Instructions to follow — Each record beneath this line is to be copied exactly.

Input data —
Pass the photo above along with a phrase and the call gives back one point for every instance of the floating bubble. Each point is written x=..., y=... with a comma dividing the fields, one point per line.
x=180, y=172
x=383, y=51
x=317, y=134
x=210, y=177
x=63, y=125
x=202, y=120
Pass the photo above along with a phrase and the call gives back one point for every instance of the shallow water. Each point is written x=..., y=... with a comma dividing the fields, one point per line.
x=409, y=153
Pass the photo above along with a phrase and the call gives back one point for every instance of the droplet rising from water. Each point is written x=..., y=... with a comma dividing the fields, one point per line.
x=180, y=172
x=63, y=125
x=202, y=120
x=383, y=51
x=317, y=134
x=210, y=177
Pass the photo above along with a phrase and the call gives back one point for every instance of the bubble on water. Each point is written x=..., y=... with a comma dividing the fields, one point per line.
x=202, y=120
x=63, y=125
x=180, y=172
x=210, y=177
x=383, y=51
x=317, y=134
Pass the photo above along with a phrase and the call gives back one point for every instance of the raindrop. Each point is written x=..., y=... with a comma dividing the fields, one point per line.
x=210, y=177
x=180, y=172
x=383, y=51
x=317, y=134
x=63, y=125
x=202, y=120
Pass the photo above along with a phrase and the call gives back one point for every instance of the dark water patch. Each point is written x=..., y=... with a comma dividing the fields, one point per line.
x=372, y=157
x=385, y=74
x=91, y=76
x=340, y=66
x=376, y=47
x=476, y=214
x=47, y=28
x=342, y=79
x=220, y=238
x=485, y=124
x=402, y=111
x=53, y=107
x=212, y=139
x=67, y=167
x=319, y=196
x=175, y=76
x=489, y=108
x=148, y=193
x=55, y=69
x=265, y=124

Expected answer —
Pass the photo above along with a phrase and the call gives back one point for every instance of the floating bubble. Each point is written x=..., y=... with a comma dividing the fields, one point per line.
x=180, y=172
x=383, y=51
x=317, y=134
x=210, y=177
x=63, y=125
x=202, y=120
Pass the photo above along with a phrase and the call gives back one point for every instance of the shallow water. Each point is written x=..., y=... with a comma dividing the fields, one point per line.
x=409, y=153
Pass the photo above along with a phrase and the call gives back one point for every instance of the droplet rising from water. Each point is written x=..., y=... with a comma dividing the fields, one point per line.
x=180, y=172
x=63, y=125
x=202, y=120
x=383, y=51
x=317, y=134
x=210, y=177
Pass the photo above along with a phrase and the call gives back one point for every instance of the bubble on water. Each point is written x=..., y=... with a comma dividing the fields, one point per line.
x=202, y=120
x=63, y=125
x=180, y=172
x=210, y=177
x=383, y=51
x=317, y=134
Pass the photo above along with a phrase and the call gives back one point for every instance of the raindrop. Each point is written x=..., y=... with a comma dividing the fields, one point per line.
x=210, y=177
x=180, y=172
x=383, y=51
x=317, y=134
x=63, y=125
x=202, y=120
Pass the photo above along with a phrase and the call gives back one point for every instance of the dark water patch. Each point is written x=..., y=... with a comma dividing the fields, one point per line.
x=372, y=157
x=385, y=74
x=91, y=76
x=340, y=66
x=376, y=47
x=476, y=214
x=47, y=28
x=342, y=79
x=220, y=238
x=485, y=124
x=402, y=111
x=53, y=107
x=212, y=139
x=67, y=167
x=319, y=196
x=175, y=76
x=489, y=108
x=148, y=193
x=55, y=69
x=265, y=124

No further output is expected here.